#### [Text to read]

SPAIN

This content was last reviewed around May 2023.

Cloud Neutral

1. Are financial institutions legally permitted to use cloud services?

Yes, if the institution meets all the applicable legal requirements for the use of cloud services.

2. Are there any rules that apply to cloud use by financial institutions (e.g., rules regarding outsourcing or the use of cloud services)?

Yes, this is governed both at a national level and EU level through the following regulatory legislation.

National level

Credit institutions:

  • Royal Decree 84/2015, dated 13 February, on the implementation of Act 10/2014, dated 26 June, on the organization, supervision and solvency of credit institutions
  • Circular 2/2016, dated 2 February, of the Bank of Spain, to credit institutions, on supervision and solvency

Investment firms:

  • Royal Decree 217/2008, dated 15 February, on the legal regime applicable to investment firms and other entities that provide investment services
  • Commission Delegated Regulation (EU) 2017/565 of 25 April 2016 supplementing Directive 2014/65/EU of the European Parliament and of the Council as regards organisational requirements and operating conditions for investment firms and defined terms for the purposes of that Directive

Management companies:

  • Act 35/2003, dated 4 November, on Collective Investment Undertakings
  • Royal Decree 1082/2012, dated 13 July, approving the implementation regulation of Act 35/2003, dated 4 November, on collective investment undertakings
  • Act 22/2014, dated 12 November, regulating venture capital entities, other closed ended investment undertakings and management companies

Insurance undertakings:

  • Act 20/2015, dated 14 July 2015, on the regulation, supervision and solvency of insurance and reinsurance undertakings
  • Royal Decree 1060/2015, dated 20 November 2015, on the regulation, supervision and solvency of insurance and reinsurance undertakings

EU level

  • European Banking Authority Guidelines on outsourcing arrangements (EBA/GL/2019/02)

Photo object pointing items:

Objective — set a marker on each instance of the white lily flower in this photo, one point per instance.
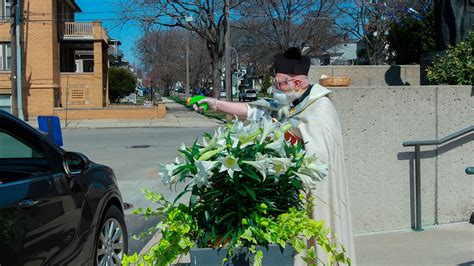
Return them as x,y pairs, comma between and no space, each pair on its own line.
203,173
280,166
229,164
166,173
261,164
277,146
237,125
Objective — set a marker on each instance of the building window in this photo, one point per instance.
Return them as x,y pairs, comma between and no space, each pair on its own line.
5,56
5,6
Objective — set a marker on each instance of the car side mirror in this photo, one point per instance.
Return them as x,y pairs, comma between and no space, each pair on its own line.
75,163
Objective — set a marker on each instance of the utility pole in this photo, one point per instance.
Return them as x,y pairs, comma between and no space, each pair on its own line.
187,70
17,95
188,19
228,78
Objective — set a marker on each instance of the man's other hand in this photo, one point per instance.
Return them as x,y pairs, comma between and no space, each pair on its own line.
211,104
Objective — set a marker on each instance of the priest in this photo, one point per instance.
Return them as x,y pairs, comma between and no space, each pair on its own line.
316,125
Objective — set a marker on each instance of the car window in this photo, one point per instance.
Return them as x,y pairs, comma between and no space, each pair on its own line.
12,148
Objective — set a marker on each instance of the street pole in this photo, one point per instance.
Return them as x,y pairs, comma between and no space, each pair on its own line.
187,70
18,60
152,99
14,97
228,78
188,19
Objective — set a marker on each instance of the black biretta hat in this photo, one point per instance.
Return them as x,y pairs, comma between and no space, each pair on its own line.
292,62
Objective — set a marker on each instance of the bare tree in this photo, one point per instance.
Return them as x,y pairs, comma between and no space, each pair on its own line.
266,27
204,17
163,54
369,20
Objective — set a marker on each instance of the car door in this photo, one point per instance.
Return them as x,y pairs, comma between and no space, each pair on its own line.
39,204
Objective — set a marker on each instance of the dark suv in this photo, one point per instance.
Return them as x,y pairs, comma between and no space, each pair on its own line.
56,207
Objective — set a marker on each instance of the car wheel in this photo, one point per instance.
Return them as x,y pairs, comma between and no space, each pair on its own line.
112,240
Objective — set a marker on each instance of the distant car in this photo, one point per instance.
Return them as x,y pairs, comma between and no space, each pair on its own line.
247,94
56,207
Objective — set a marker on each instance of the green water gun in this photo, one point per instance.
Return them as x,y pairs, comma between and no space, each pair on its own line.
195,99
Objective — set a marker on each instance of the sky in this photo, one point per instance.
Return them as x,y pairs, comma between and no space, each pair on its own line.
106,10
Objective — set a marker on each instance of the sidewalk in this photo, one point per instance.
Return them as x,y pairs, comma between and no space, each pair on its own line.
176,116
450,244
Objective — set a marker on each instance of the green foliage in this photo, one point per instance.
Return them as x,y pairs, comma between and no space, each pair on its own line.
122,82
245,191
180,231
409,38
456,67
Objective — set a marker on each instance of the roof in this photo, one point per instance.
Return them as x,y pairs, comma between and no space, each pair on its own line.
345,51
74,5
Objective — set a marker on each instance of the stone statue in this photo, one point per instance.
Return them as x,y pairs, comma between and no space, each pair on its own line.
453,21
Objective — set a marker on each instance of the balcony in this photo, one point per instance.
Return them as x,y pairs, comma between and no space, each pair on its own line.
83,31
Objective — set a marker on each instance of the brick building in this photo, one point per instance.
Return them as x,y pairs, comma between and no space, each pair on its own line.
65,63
* * *
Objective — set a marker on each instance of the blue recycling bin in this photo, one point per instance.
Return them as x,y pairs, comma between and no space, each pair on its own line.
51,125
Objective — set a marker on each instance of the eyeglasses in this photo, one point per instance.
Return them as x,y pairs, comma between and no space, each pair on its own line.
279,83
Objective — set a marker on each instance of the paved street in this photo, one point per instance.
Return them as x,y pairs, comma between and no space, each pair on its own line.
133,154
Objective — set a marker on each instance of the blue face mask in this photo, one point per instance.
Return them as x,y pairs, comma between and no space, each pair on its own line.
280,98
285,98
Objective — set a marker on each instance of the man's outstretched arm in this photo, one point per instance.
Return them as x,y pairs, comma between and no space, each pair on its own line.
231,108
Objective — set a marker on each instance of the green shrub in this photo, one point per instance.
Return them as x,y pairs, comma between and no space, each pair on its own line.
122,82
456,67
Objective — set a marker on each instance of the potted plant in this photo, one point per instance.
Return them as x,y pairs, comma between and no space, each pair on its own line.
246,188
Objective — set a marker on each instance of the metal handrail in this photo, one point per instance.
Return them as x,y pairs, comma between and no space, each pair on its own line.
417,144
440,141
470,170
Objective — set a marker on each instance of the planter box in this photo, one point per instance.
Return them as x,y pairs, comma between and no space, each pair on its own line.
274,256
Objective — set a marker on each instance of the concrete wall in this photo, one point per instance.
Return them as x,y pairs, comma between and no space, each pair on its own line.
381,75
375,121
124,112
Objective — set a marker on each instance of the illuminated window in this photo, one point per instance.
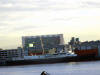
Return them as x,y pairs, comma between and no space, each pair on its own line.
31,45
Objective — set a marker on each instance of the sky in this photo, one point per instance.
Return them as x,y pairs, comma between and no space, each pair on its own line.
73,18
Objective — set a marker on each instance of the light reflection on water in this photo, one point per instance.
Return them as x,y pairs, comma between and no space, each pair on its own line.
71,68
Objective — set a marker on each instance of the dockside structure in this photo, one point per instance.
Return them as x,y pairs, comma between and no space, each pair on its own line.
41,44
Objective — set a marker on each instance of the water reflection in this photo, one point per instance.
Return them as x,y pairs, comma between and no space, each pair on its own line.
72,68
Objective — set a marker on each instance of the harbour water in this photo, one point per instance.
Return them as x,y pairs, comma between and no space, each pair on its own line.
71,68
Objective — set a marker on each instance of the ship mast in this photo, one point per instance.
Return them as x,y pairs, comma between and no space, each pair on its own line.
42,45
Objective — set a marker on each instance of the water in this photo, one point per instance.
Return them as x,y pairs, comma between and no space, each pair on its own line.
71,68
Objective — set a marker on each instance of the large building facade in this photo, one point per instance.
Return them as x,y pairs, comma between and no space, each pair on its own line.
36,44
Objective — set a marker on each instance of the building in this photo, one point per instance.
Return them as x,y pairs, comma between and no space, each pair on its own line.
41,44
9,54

#### [Tasks to carry out]
• A. From the text on Spanish rules for cloud use by financial institutions, write out the passage starting with "Cloud Neutral" and going on through "of cloud services)?".
• B. Answer these from the text on Spanish rules for cloud use by financial institutions:
(i) Around when was the text last reviewed?
(ii) What date does the text give for Circular 2/2016 of the Bank of Spain?
(iii) Which guidelines does the text list under EU level?

#### [Answers to the exercises]
• A.
Cloud Neutral

1. Are financial institutions legally permitted to use cloud services?

Yes, if the institution meets all the applicable legal requirements for the use of cloud services.

2. Are there any rules that apply to cloud use by financial institutions (e.g., rules regarding outsourcing or the use of cloud services)?

• B.
(i) Around May 2023.
(ii) 2 February.
(iii) The European Banking Authority Guidelines on outsourcing arrangements (EBA/GL/2019/02).